MATERIALS PROVIDED section start

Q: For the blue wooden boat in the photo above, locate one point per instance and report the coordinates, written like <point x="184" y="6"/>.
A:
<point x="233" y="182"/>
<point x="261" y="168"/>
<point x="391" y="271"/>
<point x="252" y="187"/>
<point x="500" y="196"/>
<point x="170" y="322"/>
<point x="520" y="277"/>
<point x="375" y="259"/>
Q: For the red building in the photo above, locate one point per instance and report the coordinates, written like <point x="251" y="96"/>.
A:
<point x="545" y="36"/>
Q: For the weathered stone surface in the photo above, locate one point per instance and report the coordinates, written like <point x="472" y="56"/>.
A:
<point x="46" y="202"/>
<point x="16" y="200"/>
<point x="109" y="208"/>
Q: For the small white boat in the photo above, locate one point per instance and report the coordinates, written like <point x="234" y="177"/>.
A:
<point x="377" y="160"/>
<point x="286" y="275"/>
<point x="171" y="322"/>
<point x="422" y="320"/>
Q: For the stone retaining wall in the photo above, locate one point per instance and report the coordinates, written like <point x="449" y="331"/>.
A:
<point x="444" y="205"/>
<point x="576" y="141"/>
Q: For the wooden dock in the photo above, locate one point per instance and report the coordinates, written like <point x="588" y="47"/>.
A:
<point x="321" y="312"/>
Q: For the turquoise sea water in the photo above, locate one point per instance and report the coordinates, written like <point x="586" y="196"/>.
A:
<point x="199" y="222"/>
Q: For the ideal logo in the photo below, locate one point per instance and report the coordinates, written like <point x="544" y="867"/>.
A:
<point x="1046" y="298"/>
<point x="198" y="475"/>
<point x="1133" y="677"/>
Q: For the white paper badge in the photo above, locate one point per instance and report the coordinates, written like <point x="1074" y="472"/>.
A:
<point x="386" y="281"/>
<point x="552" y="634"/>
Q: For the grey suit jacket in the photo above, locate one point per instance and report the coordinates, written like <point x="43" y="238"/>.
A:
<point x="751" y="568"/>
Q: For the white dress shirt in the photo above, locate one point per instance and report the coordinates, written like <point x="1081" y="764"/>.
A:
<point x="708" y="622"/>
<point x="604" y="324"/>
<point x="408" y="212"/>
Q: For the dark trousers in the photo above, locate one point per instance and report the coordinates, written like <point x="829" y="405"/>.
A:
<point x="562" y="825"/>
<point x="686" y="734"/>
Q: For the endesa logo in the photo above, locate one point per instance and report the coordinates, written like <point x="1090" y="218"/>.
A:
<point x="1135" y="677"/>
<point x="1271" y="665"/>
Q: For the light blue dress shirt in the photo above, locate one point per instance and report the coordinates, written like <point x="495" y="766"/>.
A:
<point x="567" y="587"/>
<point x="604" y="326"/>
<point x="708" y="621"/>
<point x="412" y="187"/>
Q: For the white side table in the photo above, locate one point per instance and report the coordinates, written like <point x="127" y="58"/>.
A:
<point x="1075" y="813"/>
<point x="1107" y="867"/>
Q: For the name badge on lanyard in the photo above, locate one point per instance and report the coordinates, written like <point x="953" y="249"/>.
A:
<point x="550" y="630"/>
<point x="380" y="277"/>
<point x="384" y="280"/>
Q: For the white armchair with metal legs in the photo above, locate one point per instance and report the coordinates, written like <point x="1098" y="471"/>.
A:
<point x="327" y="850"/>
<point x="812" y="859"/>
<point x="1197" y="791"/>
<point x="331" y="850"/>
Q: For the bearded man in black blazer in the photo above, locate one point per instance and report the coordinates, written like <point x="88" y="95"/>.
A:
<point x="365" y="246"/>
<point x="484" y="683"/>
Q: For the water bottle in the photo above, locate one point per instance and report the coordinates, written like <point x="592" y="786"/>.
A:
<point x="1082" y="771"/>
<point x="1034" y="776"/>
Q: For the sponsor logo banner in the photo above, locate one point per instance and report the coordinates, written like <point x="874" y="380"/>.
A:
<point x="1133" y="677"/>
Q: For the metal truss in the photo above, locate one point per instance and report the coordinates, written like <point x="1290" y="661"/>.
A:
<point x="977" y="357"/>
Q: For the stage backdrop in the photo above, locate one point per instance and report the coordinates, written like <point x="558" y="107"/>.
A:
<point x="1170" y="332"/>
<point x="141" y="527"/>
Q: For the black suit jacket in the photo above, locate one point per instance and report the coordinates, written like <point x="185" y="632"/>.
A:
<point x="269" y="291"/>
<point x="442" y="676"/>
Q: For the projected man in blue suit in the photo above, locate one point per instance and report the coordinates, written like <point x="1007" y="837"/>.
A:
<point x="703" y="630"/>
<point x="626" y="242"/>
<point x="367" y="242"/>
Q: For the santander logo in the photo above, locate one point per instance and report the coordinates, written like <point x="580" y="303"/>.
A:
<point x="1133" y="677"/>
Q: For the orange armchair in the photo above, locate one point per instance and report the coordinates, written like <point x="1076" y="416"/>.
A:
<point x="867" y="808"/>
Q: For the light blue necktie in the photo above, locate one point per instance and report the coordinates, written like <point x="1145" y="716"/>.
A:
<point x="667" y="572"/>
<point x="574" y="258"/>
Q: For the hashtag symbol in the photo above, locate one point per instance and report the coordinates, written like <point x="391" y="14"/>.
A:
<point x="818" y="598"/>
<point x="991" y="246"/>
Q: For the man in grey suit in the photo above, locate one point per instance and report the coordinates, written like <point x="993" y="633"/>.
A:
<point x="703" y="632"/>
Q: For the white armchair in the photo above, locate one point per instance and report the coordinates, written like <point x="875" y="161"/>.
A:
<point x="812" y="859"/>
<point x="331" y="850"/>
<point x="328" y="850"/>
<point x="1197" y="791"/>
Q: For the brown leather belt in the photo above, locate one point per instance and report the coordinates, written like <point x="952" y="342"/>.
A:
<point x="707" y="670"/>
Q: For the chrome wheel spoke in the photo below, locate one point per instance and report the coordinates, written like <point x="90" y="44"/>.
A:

MATERIALS PROVIDED section end

> **EXERCISE**
From the records above, copy out the line with "Q: For the water", the line with "Q: For the white armchair in", and every line between them, word for word.

> **WRITTEN REPLY**
Q: For the water bottle in the photo above, locate one point per instance and report the coordinates, written like <point x="592" y="786"/>.
A:
<point x="1082" y="771"/>
<point x="1034" y="776"/>
Q: For the sponsor logo banner in the photo above, locate one point per instance and report the coordinates, written like <point x="874" y="380"/>.
A:
<point x="1133" y="677"/>
Q: For the metal truss in the photo above, locate one point per instance and report the coordinates, written like <point x="1290" y="661"/>.
A:
<point x="977" y="357"/>
Q: For the stage backdrop in the photo above, locate one point per instance and report the coordinates, written like <point x="558" y="107"/>.
A:
<point x="1170" y="332"/>
<point x="141" y="527"/>
Q: For the black suit jacket in the photo above, locate one point per instance and report the coordinates, written like <point x="185" y="632"/>.
A:
<point x="269" y="291"/>
<point x="442" y="676"/>
Q: For the projected man in blue suit in the photo above, locate one point per instance and report the coordinates, written like <point x="1007" y="837"/>.
A:
<point x="703" y="630"/>
<point x="626" y="242"/>
<point x="367" y="242"/>
Q: For the santander logo in the photo above, locate one point per instance and report the coordinates, written like <point x="580" y="303"/>.
A:
<point x="1133" y="677"/>
Q: For the orange armchair in the photo above, locate one point per instance and report the coordinates, written like <point x="1076" y="416"/>.
A:
<point x="867" y="808"/>
Q: For the light blue necktie in the photo above, locate one point per instance and report the coordinates, written like <point x="1145" y="716"/>.
A:
<point x="667" y="572"/>
<point x="574" y="258"/>
Q: For the hashtag symbol in the photo above, locate one point per instance and report the coordinates, written like <point x="391" y="14"/>.
A:
<point x="818" y="598"/>
<point x="991" y="246"/>
Q: For the man in grey suit in the photo above, locate one point per instance and report the coordinates, written like <point x="993" y="633"/>.
A:
<point x="703" y="632"/>
Q: For the white armchair in the photo above, locate one point per instance and report the coordinates, written like <point x="875" y="161"/>.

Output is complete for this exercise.